* [Given data]:
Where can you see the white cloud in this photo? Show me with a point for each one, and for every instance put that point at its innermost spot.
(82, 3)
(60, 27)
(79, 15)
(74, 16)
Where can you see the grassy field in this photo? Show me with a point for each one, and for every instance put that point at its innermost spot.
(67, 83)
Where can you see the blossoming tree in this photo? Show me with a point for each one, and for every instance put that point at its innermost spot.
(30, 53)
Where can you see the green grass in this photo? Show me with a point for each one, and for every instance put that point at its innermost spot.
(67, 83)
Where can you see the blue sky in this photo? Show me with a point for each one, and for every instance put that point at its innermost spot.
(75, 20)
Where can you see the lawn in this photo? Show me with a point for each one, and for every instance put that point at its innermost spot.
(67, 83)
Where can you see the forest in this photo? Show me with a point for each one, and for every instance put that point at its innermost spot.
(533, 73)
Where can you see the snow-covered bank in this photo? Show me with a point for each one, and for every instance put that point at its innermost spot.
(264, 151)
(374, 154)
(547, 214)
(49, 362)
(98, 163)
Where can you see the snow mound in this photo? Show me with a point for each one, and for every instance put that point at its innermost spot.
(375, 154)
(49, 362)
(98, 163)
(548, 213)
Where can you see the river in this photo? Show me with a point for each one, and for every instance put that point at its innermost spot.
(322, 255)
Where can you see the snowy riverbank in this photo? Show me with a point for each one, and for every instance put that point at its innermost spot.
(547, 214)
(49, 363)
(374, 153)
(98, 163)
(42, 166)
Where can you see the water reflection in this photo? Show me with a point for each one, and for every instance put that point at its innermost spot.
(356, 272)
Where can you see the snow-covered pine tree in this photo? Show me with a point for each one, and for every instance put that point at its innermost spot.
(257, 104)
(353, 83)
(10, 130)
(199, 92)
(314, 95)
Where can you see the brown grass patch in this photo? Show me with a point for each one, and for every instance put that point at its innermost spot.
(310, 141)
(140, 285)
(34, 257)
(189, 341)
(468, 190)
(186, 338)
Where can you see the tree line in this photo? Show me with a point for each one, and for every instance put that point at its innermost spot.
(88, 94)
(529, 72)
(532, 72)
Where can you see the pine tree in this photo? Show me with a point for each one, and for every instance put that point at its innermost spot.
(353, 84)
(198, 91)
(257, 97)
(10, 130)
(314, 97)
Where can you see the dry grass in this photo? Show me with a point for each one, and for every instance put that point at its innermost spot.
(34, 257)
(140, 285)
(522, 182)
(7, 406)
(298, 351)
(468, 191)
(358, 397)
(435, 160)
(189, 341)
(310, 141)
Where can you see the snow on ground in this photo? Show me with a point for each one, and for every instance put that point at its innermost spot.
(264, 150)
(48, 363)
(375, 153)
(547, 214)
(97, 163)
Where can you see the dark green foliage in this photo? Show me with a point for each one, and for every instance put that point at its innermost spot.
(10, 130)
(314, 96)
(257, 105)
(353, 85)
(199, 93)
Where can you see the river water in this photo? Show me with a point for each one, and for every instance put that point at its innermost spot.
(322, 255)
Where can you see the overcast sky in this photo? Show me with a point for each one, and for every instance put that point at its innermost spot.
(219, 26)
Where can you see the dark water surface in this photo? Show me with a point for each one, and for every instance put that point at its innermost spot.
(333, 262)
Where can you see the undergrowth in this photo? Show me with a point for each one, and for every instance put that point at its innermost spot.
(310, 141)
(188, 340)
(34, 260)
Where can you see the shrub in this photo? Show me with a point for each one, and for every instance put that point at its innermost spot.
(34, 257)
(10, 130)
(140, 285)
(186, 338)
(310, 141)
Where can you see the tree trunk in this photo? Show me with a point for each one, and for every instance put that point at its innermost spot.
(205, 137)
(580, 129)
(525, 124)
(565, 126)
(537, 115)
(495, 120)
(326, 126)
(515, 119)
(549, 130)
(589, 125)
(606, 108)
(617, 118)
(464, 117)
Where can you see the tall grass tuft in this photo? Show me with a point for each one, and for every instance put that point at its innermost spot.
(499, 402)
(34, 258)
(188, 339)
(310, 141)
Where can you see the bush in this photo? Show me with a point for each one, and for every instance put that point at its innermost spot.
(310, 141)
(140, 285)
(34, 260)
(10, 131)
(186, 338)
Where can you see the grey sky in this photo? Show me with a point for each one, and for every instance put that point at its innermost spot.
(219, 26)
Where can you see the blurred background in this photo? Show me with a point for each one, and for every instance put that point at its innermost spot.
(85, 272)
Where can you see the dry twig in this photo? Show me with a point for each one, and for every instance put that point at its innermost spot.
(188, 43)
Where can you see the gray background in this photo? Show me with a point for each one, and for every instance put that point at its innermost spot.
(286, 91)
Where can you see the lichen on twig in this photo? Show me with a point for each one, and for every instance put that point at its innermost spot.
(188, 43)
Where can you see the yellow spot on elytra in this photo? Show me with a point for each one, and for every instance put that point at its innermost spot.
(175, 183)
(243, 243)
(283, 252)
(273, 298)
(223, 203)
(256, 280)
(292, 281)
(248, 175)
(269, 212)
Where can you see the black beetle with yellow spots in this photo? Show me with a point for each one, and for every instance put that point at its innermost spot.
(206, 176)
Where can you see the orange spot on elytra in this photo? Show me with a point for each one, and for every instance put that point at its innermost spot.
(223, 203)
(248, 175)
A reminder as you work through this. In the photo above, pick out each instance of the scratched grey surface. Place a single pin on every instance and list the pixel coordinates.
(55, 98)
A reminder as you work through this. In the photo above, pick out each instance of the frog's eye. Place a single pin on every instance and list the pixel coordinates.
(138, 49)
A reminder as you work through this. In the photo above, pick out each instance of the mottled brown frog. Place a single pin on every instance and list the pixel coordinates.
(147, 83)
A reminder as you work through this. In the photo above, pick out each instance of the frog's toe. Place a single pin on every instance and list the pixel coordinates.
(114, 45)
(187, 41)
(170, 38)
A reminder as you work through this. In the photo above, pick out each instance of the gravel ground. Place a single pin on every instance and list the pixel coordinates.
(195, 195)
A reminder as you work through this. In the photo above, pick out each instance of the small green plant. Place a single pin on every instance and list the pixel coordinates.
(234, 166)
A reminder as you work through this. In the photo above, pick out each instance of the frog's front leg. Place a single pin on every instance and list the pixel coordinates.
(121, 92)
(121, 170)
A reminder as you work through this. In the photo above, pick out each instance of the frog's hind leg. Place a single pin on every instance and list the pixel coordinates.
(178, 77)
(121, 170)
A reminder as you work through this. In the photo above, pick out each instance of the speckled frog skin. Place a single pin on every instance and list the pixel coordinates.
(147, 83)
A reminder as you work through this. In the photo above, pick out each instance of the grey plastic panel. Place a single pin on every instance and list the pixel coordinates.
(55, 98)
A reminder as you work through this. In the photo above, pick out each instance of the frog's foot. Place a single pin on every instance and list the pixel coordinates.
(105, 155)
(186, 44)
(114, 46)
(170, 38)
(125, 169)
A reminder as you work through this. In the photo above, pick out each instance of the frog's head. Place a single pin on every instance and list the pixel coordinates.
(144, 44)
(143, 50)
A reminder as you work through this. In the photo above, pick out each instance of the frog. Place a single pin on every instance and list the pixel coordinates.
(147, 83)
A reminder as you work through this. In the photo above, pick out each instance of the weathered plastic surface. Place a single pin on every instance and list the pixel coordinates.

* [Activity]: Reproduce the records above exactly. Leave nothing out.

* [Answer to the problem]:
Where can you see the white cloud in this photo? Show me with a point for each one, and for every instance put that point at its innermost spot.
(82, 3)
(60, 27)
(79, 15)
(74, 16)
Where can you see the grassy field in this photo? Show me with a point for each one, and for every instance put that point at its innermost spot.
(67, 83)
Where can you see the blossoming tree in this photo? Show me with a point for each one, and for every instance put that point at its innermost spot.
(30, 53)
Where can you see the green grass in this photo? Show me with a point for each one, and for every instance put that point at its innermost spot.
(67, 83)
Where can you see the blue sky in this photo? Show me with a point for each one, and for every instance put that point at its innermost spot.
(75, 20)
Where can you see the lawn in this photo? Show me with a point for each one, and for every instance put that point at its innermost spot.
(67, 83)
Where can you see the forest in this photo? Show me with a point for each one, and for every instance put that point at its innermost spot.
(533, 73)
Where can you see the snow-covered bank in this photo? Show me with a point for each one, and for every instance put that point at its innermost spot.
(264, 151)
(374, 154)
(547, 214)
(49, 362)
(98, 163)
Where can you see the snow mound in this photo? Show me with a point for each one, and for every instance put that point at its innermost spot.
(375, 154)
(49, 362)
(98, 163)
(548, 213)
Where can you see the river in this photo? Show me with a point for each one, and for every instance put that point at its innermost spot.
(322, 255)
Where can you see the snowy riverbank in this photo? Show me with a point for each one, and for every instance put that point at its innermost spot.
(547, 214)
(49, 363)
(374, 153)
(98, 163)
(42, 166)
Where can you see the water reflection in this photo? Show me with a point for each one, and for every instance put that point at its innermost spot.
(356, 272)
Where can you see the snow-covered pine tree in this photo? Show me with a point for each one, and for every instance put that point at its innermost spot.
(257, 104)
(353, 83)
(10, 130)
(199, 92)
(314, 95)
Where can you see the brown grass patch in this photo? Show me with a point for each one, and for every instance put that point at its innermost spot.
(310, 141)
(140, 285)
(34, 257)
(189, 341)
(468, 190)
(186, 338)
Where can you see the tree line in this photo? Show me with a point for each one, and for every instance put that point at its innermost spot.
(88, 94)
(529, 72)
(532, 72)
Where can you see the pine tree in this photo? Show me with a point for each one, and for every instance put that point at its innermost spot.
(353, 84)
(198, 91)
(257, 97)
(10, 130)
(314, 97)
Where can you see the dry grass in this photo? Show me with a point for each one, and for every instance put that point at its innermost spot.
(34, 257)
(140, 285)
(522, 182)
(7, 406)
(298, 351)
(468, 191)
(358, 397)
(435, 160)
(189, 341)
(310, 141)
Where can you see the snow on ground in this photo? Show me with a point for each one, and for every instance put that point at its innermost spot.
(264, 150)
(48, 363)
(375, 153)
(547, 214)
(97, 163)
Where can you see the dark green foliage in this photo? Show me with a point for each one, and for every instance put that point at its innermost spot.
(10, 130)
(314, 96)
(257, 105)
(353, 85)
(199, 93)
Where can you see the river water in this photo? Show me with a point for each one, and for every instance put that point at its innermost spot.
(322, 255)
Where can you see the overcast sky in this photo? Show me with a point for each one, and for every instance put that point at its innermost spot.
(219, 26)
Where can you see the dark water surface in this photo? Show me with a point for each one, and for every instance put that point at its innermost spot.
(333, 262)
Where can you see the undergrowth in this photo? Show me with a point for each one, and for every instance put that point at its innermost spot.
(310, 141)
(188, 340)
(34, 260)
Where can you see the shrub in this photo? Show me with a point for each one, and for every instance put that point at its innermost spot.
(34, 257)
(10, 130)
(140, 285)
(186, 338)
(310, 141)
Where can you see the tree trunk in this photo? Show me with a point for each one, and for every instance put that point at its innermost spot.
(205, 137)
(580, 129)
(525, 124)
(565, 126)
(537, 115)
(495, 120)
(326, 126)
(515, 119)
(549, 130)
(589, 125)
(606, 108)
(617, 118)
(464, 117)
Where can you see the tall grass tuft in this photo? Show me with a point for each one, and for every instance put that point at its innermost spot.
(499, 402)
(34, 258)
(188, 339)
(310, 141)
Where can you see the bush in this photo? Show me with a point for each one, and for every instance put that point at its innermost spot.
(310, 141)
(140, 285)
(34, 260)
(10, 131)
(186, 338)
Where can you see the grey sky in this photo? Show me with a point for each one, and for every instance put that point at its innermost spot.
(219, 26)
Where can you see the blurred background in this photo? Show me with a point for each one, and for every instance put that point at its innermost spot.
(85, 272)
Where can you see the dry twig in this photo? Show me with a point for each one, and for every instance put that point at its innermost spot.
(188, 43)
Where can you see the gray background in this photo? Show me with a point for each one, and for every instance put that point at its innermost spot.
(286, 91)
Where can you see the lichen on twig in this photo? Show me with a point for each one, and for every instance put that point at its innermost spot.
(188, 43)
Where can you see the yellow spot on elytra in this photo? Show me with a point for each one, and for every instance put that point at its innermost spot.
(175, 183)
(243, 243)
(283, 252)
(273, 298)
(223, 203)
(256, 280)
(292, 281)
(248, 175)
(269, 212)
Where can you see the black beetle with yellow spots in this photo? Show me with a point for each one, and for every instance put that point at its innermost spot.
(206, 176)
Where can you see the orange spot on elytra in this photo? Show me with a point for each one, and for every instance put that point at its innermost spot.
(223, 203)
(248, 175)
A reminder as you work through this. In the photo above, pick out each instance of the scratched grey surface. Place a single pin on every instance and list the pixel coordinates.
(55, 98)
A reminder as you work through this. In the photo above, pick out each instance of the frog's eye. Place a single pin on every instance and list the pixel coordinates.
(138, 49)
A reminder as you work through this. In the photo above, pick out each instance of the mottled brown frog. Place a single pin on every instance and list the pixel coordinates.
(147, 83)
A reminder as you work through this. In the photo above, pick out each instance of the frog's toe. Place a single pin on every instance and list the pixel coordinates.
(114, 45)
(187, 41)
(170, 38)
A reminder as you work through this. In the photo above, pick out each instance of the gravel ground. Place a single pin on every instance and list the pixel coordinates.
(195, 195)
A reminder as you work through this. In the photo above, pick out each instance of the small green plant. Place a single pin on every instance and list the pixel coordinates.
(234, 166)
A reminder as you work through this. In the photo above, pick out each instance of the frog's front leg. Place a single pin on every instance and list the pixel coordinates.
(121, 92)
(121, 170)
A reminder as you work through this. In the photo above, pick out each instance of the frog's hind leg. Place a single pin on every instance and list the pixel coordinates.
(178, 77)
(121, 170)
A reminder as you work through this. In the photo above, pick out each instance of the speckled frog skin. Place a single pin on every instance and list the pixel coordinates.
(147, 83)
A reminder as you work through this. In the photo above, pick out each instance of the grey plastic panel. Place a single pin on every instance and list the pixel coordinates.
(55, 98)
A reminder as you work through this. In the photo above, pick out each instance of the frog's foot. Place a single pin on every instance and list the pixel coordinates.
(105, 155)
(186, 44)
(114, 46)
(170, 38)
(125, 169)
A reminder as you work through this. In the photo above, pick out each instance of the frog's head. Place a single pin on every instance and list the pixel coordinates.
(144, 44)
(143, 50)
A reminder as you work through this. In the photo above, pick out each instance of the frog. Place a single pin on every instance and list the pixel coordinates.
(147, 83)
A reminder as you work through this. In the photo above, pick out each instance of the weathered plastic surface. Place a single pin on every instance and list the pixel coordinates.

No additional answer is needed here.